— Work instruction —
Give the data below again, word for word.

___ Source material ___

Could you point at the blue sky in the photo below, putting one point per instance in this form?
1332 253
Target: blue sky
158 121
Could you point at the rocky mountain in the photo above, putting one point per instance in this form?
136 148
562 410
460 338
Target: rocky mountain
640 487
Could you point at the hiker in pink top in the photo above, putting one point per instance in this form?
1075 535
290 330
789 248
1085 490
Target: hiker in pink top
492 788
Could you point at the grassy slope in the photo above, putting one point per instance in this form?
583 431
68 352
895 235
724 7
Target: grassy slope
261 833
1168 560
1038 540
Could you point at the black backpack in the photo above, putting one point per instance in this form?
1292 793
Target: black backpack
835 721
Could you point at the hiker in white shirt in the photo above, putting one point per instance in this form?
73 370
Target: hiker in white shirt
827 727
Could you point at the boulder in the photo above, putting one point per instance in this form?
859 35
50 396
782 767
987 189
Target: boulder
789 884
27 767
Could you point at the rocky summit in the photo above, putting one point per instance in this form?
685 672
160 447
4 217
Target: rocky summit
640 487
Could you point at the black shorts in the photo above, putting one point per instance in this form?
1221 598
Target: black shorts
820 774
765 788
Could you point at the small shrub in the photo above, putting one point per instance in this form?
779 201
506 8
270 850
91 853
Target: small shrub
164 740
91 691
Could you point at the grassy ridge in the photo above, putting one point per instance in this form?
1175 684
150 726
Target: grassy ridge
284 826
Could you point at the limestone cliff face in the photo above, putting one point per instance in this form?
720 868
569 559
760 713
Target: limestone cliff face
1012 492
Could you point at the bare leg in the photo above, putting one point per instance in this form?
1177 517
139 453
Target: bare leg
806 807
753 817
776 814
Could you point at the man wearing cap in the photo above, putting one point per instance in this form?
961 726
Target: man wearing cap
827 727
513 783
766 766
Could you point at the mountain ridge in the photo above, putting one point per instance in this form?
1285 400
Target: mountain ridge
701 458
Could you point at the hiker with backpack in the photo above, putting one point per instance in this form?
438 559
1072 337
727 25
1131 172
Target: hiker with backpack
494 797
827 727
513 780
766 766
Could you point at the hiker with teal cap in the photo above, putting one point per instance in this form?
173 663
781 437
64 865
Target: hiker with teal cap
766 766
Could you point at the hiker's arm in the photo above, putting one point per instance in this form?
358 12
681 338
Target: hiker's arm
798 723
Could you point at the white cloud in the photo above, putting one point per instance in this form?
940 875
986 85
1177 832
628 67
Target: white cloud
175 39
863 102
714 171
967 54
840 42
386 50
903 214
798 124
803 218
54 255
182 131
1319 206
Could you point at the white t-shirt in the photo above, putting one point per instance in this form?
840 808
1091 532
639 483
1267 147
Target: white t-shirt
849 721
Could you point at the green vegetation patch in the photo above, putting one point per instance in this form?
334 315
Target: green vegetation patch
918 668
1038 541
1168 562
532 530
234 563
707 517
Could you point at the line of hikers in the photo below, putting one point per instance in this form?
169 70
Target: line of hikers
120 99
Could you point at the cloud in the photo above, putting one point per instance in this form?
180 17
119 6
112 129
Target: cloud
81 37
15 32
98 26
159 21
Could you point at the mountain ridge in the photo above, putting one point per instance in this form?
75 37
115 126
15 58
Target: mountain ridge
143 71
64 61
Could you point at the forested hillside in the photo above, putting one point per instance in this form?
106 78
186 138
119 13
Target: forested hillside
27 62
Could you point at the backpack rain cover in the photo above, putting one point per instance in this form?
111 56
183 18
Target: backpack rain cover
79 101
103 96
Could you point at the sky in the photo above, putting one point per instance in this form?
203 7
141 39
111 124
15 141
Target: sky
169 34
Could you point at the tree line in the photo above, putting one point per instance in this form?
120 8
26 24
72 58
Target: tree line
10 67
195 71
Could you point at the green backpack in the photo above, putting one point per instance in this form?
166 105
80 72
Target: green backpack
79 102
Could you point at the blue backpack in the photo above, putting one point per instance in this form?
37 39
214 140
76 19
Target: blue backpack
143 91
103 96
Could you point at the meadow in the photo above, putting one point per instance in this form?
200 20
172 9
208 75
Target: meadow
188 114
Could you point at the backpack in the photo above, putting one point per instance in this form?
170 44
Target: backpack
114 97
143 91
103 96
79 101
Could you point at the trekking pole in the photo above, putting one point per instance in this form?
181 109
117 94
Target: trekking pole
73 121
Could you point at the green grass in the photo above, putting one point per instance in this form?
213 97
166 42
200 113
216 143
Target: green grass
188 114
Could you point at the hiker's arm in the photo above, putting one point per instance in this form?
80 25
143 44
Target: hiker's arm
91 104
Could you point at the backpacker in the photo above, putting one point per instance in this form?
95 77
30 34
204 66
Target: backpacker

___

— Response to the task —
Could you point at the blue sky in the photo below, putting one point per instance in this form?
1332 253
Target: blue sky
158 121
Could you point at the rocky mountain in the photo above, putting one point per instance in this form?
136 148
562 410
460 338
Target: rocky mountain
640 487
Could you point at the hiker in pink top in the photo above, putting one point per instance in this form?
1075 535
290 330
789 248
1085 490
Target: hiker in pink top
492 788
Could you point at the grassy slope in the photo above, putting one point per instance in this form?
583 431
68 352
895 235
724 7
Target: grassy slope
261 833
1168 560
1038 540
Could you point at the black backpack in the photo above, putting one point per instance in this form?
1292 793
Target: black backpack
835 721
Could you point at the hiker in white shirt in the photo above, putting one point per instance in this form?
73 370
Target: hiker in white shirt
827 727
Could you point at the boulder in the photo above, putting one point per instance in this form?
859 35
50 396
782 767
987 189
Target: boulder
789 884
27 767
Could you point at the rocky summit in the photo above, putting one point per instance in this form?
685 672
160 447
4 217
Target: rocky summit
640 487
Could you point at the black shorts in the photo above, putting one point per instance in this form?
1221 598
Target: black shorts
820 774
765 788
Could you point at the small shrub in the photo above, putting one point per instance in this form?
779 201
506 8
270 850
91 853
Target: small shrub
164 740
91 691
Could you point at the grassy ridge in the photo above, putting one point per instance in this form?
1175 684
150 726
Target: grassy ridge
284 826
Could you point at the limestone cliff face in the photo above, putting one point per instance in this form?
720 868
569 559
760 713
Target: limestone cliff face
1012 492
Could you point at the bare leg in the photo above, putting one point per instance in this form?
1177 517
139 453
Target: bare leg
806 807
753 817
776 814
Could you point at the man wearing cap in the photo above, putting one point per instance in this form?
961 726
Target: man wearing cap
827 727
513 783
766 766
Could you point at the mountain ridge in the photo above, putting one point per instance in this form?
1285 400
Target: mountain ridge
701 458
Could you point at the hiker with backpack in the photo above, putting one point per instance in this form?
438 559
1072 337
727 25
1131 172
Target: hiker with backpack
494 797
827 727
513 780
766 766
Could you point at the hiker with teal cap in the photo above, putting one point per instance in this form?
173 663
781 437
64 865
Target: hiker with teal cap
766 766
Could you point at the hiker's arm in the photo above, putting one point per instance in this form?
358 12
681 338
Target: hiker's arm
798 723
Could you point at the white cloud in the photo above, putting one point per instance in this form?
940 875
986 85
1177 832
628 67
Target: white cloud
175 39
863 102
714 171
967 54
840 42
386 50
903 214
798 124
803 218
54 255
182 131
1319 206
Could you point at the white t-shirt in the photo above, putting one point per instance in this form?
840 808
1091 532
639 483
1267 147
Target: white t-shirt
849 721
Could you point at the green vegetation patch in the photo above, putting one point per instance in this form?
334 315
Target: green vegetation patch
918 668
1038 541
1168 562
532 530
234 563
707 517
Could you point at the line of hikers in the photo below, putting one point per instance in this form?
169 70
Target: line of hikers
120 99
Could you point at the cloud in the photo above, putting one point per instance in this form?
180 17
119 6
112 129
Target: cloud
81 37
15 32
98 26
159 21
Could you point at the mountain ridge in the photo above, putting one point per instance in this form?
75 37
115 126
15 58
Target: mountain ridge
143 71
64 61
Could you point at the forested hillside in the photo above, putting one point per instance in this form?
106 78
186 138
119 13
Target: forested hillside
27 62
Could you point at the backpack rain cover in the photo above, putting one point per instance in this form?
111 56
183 18
Target: backpack rain cover
79 101
103 96
Could you point at the sky in the photo above, putting one point per instance in this form?
203 7
141 39
111 124
15 141
Target: sky
169 34
Could you point at the tree line in the photo above, putting one point per instance in this form?
120 8
26 24
72 58
Target: tree line
10 67
195 71
Could you point at the green backpack in the photo above, putting one point per instance in this form?
166 105
80 72
Target: green backpack
79 102
Could you point at the blue backpack in the photo above, putting one point per instance in this form?
37 39
214 140
76 19
Target: blue backpack
143 91
103 96
Could you point at the meadow in the photo above, putting one point per instance in this form?
200 20
172 9
208 75
Target: meadow
188 114
Could you point at the backpack in the photo above, putting one point per instance in this form?
170 44
Target: backpack
114 97
143 91
103 96
79 101
Could you point at the trekking pole in the photo above, putting one point per instance in this form?
181 109
117 94
Target: trekking pole
73 121
Could you point at the green grass in the photo above, putting one point per instance in this form?
213 97
166 42
200 113
216 143
Target: green grass
188 114
Could you point at the hiker's arm in the photo above, putting one point per instance in this form?
80 25
143 44
Target: hiker's arm
91 104
Could you point at the backpacker in the photo above, putting one point per instance in this form?
95 77
30 34
204 66
Target: backpacker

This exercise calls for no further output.